SHORT PROBLEM =>
Update these lines by changing every "holes by even-odd" to "holes follow the even-odd rule", keeping everything else the same, and leave the pictures out.

EXERCISE MATERIAL =>
________________________________________
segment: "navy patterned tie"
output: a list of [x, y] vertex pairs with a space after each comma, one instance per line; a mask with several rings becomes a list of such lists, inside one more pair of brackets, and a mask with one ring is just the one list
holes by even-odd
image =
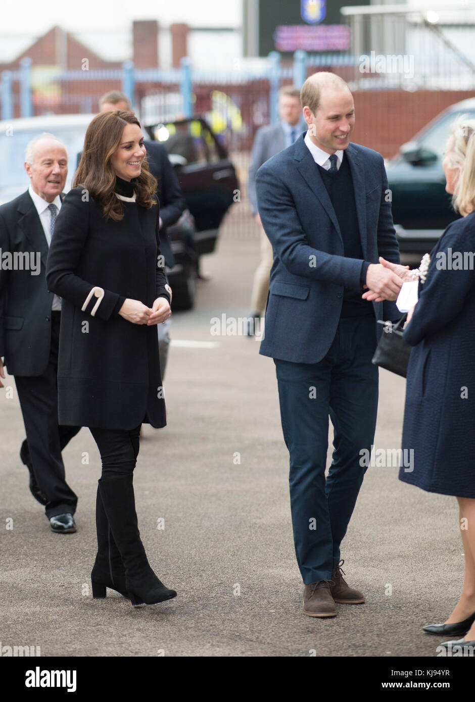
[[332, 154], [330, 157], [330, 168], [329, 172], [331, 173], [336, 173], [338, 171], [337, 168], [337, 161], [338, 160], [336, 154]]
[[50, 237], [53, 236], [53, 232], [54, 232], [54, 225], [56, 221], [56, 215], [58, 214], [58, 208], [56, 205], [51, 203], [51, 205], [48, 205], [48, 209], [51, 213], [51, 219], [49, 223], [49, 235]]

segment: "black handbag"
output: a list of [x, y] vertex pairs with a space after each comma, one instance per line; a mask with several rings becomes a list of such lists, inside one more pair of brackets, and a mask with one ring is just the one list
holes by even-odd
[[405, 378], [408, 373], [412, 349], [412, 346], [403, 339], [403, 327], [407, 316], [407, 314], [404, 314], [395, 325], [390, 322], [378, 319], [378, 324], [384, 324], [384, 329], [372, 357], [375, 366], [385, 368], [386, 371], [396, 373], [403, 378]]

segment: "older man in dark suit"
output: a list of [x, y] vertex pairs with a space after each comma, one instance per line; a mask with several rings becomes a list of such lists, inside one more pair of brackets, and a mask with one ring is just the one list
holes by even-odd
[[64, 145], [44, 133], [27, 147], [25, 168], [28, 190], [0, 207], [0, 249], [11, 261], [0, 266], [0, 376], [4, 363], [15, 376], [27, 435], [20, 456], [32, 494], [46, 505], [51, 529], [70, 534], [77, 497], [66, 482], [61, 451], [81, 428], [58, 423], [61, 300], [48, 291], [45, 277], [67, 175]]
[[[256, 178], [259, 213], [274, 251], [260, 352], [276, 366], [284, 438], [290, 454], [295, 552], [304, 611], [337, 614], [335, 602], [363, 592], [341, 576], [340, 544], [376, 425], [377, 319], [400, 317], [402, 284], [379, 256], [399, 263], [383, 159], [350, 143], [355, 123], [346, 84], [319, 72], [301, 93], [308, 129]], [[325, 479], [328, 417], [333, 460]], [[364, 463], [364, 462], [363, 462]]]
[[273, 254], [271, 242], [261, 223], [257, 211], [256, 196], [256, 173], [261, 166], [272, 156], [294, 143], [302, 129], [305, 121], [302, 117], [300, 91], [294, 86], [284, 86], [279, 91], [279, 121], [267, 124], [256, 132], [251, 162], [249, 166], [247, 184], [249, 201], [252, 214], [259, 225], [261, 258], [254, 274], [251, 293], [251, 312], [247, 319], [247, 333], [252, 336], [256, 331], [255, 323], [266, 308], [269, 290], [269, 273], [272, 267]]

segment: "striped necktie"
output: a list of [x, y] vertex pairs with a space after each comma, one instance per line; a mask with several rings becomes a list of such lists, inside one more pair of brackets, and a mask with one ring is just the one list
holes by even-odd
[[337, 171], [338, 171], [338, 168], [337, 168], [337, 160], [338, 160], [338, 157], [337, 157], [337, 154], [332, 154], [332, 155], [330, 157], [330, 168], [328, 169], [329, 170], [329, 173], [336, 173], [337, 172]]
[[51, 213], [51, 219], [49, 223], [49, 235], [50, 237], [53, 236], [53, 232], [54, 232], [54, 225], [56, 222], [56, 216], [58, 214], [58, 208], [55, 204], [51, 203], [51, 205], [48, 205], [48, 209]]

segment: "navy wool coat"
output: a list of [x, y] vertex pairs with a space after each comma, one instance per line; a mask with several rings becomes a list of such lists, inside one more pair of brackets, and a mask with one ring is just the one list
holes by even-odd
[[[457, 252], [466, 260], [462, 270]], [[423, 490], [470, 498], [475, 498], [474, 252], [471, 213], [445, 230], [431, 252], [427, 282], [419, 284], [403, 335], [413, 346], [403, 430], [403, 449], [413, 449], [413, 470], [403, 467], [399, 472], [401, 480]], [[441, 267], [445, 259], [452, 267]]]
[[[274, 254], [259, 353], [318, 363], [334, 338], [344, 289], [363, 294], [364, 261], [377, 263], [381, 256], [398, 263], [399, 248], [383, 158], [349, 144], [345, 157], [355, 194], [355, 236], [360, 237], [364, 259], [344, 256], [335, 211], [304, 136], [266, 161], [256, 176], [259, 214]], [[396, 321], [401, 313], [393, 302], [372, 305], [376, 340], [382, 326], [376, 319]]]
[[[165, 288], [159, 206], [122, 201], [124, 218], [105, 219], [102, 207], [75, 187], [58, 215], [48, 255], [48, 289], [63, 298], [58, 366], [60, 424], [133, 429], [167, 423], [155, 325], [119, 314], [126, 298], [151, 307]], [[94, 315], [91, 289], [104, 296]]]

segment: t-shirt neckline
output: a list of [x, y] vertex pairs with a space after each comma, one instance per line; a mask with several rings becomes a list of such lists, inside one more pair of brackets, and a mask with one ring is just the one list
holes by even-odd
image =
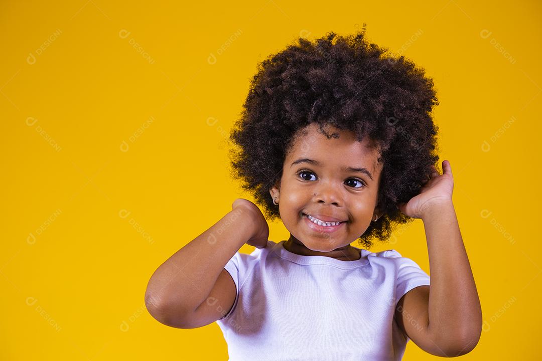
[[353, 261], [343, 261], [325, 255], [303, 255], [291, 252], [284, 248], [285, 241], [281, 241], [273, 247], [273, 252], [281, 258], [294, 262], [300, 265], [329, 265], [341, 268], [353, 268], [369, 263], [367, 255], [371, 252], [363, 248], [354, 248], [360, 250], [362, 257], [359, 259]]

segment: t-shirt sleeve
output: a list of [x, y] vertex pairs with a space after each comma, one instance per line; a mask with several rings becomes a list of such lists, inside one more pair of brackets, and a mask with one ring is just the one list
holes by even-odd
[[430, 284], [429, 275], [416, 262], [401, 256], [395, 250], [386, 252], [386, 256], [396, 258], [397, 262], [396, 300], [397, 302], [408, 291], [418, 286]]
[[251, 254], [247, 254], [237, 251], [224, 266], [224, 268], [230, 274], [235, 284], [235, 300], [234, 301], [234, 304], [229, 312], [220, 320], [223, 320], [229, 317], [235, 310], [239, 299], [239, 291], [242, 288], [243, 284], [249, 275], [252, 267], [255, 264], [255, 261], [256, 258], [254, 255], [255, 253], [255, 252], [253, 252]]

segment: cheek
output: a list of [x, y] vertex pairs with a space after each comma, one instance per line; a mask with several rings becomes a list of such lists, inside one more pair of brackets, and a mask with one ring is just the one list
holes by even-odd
________________________________________
WORKED ANSWER =>
segment: "navy patterned tie"
output: a list of [x, y] vertex pairs with a space after each comma, one instance per line; a mask with several rings becomes a list of such lists, inside one more pair of brackets, and a mask with one ring is just the one list
holes follow the even-odd rule
image =
[[332, 154], [330, 157], [330, 168], [329, 172], [331, 173], [336, 173], [338, 171], [337, 168], [337, 161], [338, 160], [336, 154]]
[[50, 237], [53, 236], [53, 232], [54, 232], [54, 225], [56, 221], [56, 215], [58, 214], [58, 208], [56, 205], [51, 203], [51, 205], [48, 205], [48, 209], [51, 213], [51, 219], [49, 223], [49, 235]]

segment: "black handbag"
output: a list of [x, y] vertex pairs with a space after each comma, one instance per line; a mask with several rings becomes a list of such lists, inside one more pair of brackets, and a mask with one ring is just the one list
holes follow the even-odd rule
[[405, 378], [408, 373], [412, 349], [412, 346], [403, 339], [403, 327], [407, 316], [407, 314], [404, 314], [395, 325], [390, 322], [378, 319], [378, 324], [384, 324], [384, 329], [372, 357], [375, 366], [385, 368], [386, 371], [396, 373], [403, 378]]

segment: "older man in dark suit"
output: a list of [x, y] vertex pairs with a space after each comma, one instance per line; a mask with several rings becomes a list of such lists, inside one more pair of brackets, and a mask with one ring is just the one list
holes follow the even-odd rule
[[64, 145], [44, 133], [27, 147], [25, 168], [28, 190], [0, 207], [0, 249], [11, 261], [0, 266], [0, 376], [4, 363], [15, 376], [27, 435], [20, 456], [32, 494], [46, 505], [51, 529], [70, 534], [77, 497], [66, 482], [61, 451], [81, 428], [58, 423], [61, 300], [48, 291], [45, 277], [67, 175]]
[[[256, 178], [259, 213], [274, 251], [260, 352], [276, 366], [284, 438], [290, 454], [295, 552], [304, 611], [337, 614], [335, 602], [363, 592], [341, 576], [340, 544], [376, 425], [377, 319], [400, 317], [402, 284], [379, 256], [399, 263], [383, 159], [350, 143], [355, 123], [346, 84], [319, 72], [301, 93], [308, 129]], [[325, 479], [328, 417], [333, 460]], [[364, 463], [364, 462], [363, 462]]]
[[273, 254], [271, 242], [261, 223], [257, 211], [256, 196], [256, 173], [261, 166], [272, 156], [294, 143], [302, 129], [305, 121], [302, 117], [300, 91], [294, 86], [284, 86], [279, 91], [279, 121], [267, 124], [256, 132], [251, 162], [249, 166], [247, 184], [249, 201], [252, 214], [259, 225], [261, 258], [254, 274], [251, 293], [251, 312], [247, 319], [247, 333], [252, 336], [256, 331], [255, 323], [266, 308], [269, 290], [269, 273], [272, 267]]

segment: "striped necktie"
output: a list of [x, y] vertex pairs with a space after each comma, one instance per line; a mask with several rings becomes a list of such lists, inside one more pair of brackets, and a mask with one ring is just the one list
holes follow the even-odd rule
[[337, 171], [338, 171], [338, 168], [337, 168], [337, 160], [338, 160], [338, 157], [337, 157], [337, 154], [332, 154], [332, 155], [330, 157], [330, 168], [328, 169], [329, 170], [329, 173], [336, 173], [337, 172]]
[[51, 213], [51, 219], [49, 223], [49, 235], [50, 237], [53, 236], [53, 232], [54, 232], [54, 225], [56, 222], [56, 216], [58, 214], [58, 208], [55, 204], [51, 203], [51, 205], [48, 205], [48, 209]]

segment: "navy wool coat"
output: a list of [x, y] vertex pairs with a space after each comma, one instance per line; a mask with several rings becomes a list of such lists, inside one more pair of brackets, and a mask with one ring is just the one list
holes follow the even-odd rule
[[[457, 252], [466, 260], [462, 270]], [[423, 490], [470, 498], [475, 498], [474, 252], [471, 213], [445, 230], [431, 252], [427, 282], [419, 284], [403, 335], [413, 346], [403, 430], [403, 449], [413, 449], [413, 470], [403, 467], [399, 472], [401, 480]], [[441, 267], [445, 259], [452, 267]]]
[[[274, 254], [259, 353], [318, 363], [334, 338], [344, 289], [363, 294], [364, 261], [377, 263], [381, 256], [398, 263], [399, 248], [383, 158], [349, 144], [345, 157], [355, 194], [355, 236], [360, 237], [364, 259], [344, 256], [335, 211], [304, 136], [266, 161], [256, 176], [259, 214]], [[396, 321], [401, 313], [393, 302], [372, 305], [376, 340], [382, 326], [376, 319]]]
[[[165, 288], [159, 206], [122, 201], [124, 218], [105, 219], [102, 207], [75, 187], [58, 215], [48, 255], [48, 289], [63, 298], [58, 366], [60, 424], [133, 429], [167, 423], [155, 325], [119, 314], [126, 298], [151, 307]], [[94, 315], [91, 289], [104, 296]]]

segment: t-shirt neckline
output: a list of [x, y] vertex pairs with a space after each comma, one instance per line; a mask with several rings becomes a list of such lists, inside one more pair of brackets, and a mask with one ring is just the one list
holes follow the even-odd rule
image =
[[353, 261], [343, 261], [325, 255], [303, 255], [291, 252], [284, 248], [285, 241], [281, 241], [273, 247], [273, 252], [281, 258], [294, 262], [300, 265], [329, 265], [341, 268], [353, 268], [369, 263], [367, 255], [371, 252], [363, 248], [354, 248], [360, 250], [362, 257], [359, 259]]

segment: t-shirt sleeve
output: a list of [x, y] vertex pairs with a space after each comma, one instance per line; a mask with several rings becomes a list of such lists, inside one more pair of brackets, and a mask with one ring is just the one list
holes follow the even-odd rule
[[430, 284], [429, 275], [416, 262], [401, 256], [395, 250], [386, 252], [386, 256], [396, 258], [397, 262], [396, 300], [397, 302], [408, 291], [418, 286]]
[[251, 254], [247, 254], [237, 251], [224, 266], [224, 268], [230, 274], [235, 284], [235, 300], [234, 301], [234, 304], [229, 312], [220, 320], [223, 320], [229, 317], [235, 310], [239, 299], [239, 291], [242, 288], [243, 284], [249, 275], [252, 267], [255, 264], [255, 261], [256, 258], [254, 255], [255, 253], [255, 252], [253, 252]]

segment: cheek
output: a list of [x, y] vertex pairs with a space after each comma, one instance per line; a mask with several rings becomes a list of such lists, inside one more pair of brackets, and a mask with one ring is just the one list
holes follow the even-odd rule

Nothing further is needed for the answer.